**** EXCERPTED DATA ****

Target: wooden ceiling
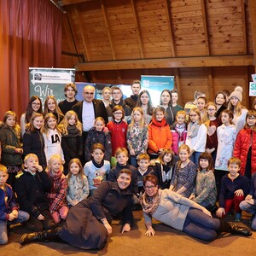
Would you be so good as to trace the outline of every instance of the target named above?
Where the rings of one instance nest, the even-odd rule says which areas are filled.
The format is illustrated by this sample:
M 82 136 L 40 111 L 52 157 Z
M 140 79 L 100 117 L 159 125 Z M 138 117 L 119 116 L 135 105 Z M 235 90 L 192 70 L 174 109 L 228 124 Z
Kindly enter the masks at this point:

****

* _STATED TASK_
Copy out the lines above word for word, without the pictures.

* _RESULT_
Target: wooden ceiling
Would you be so good as to trace the outline of every instance of the target named above?
Where the rings of one instance nest, the even-odd rule says which areas are filled.
The format is illustrated by this sample:
M 82 136 L 40 111 L 52 157 Z
M 140 79 L 100 117 L 159 125 Z M 138 117 L 119 116 L 135 105 Z M 235 90 L 192 70 L 174 109 L 228 124 Z
Kindly enter the masks at this point:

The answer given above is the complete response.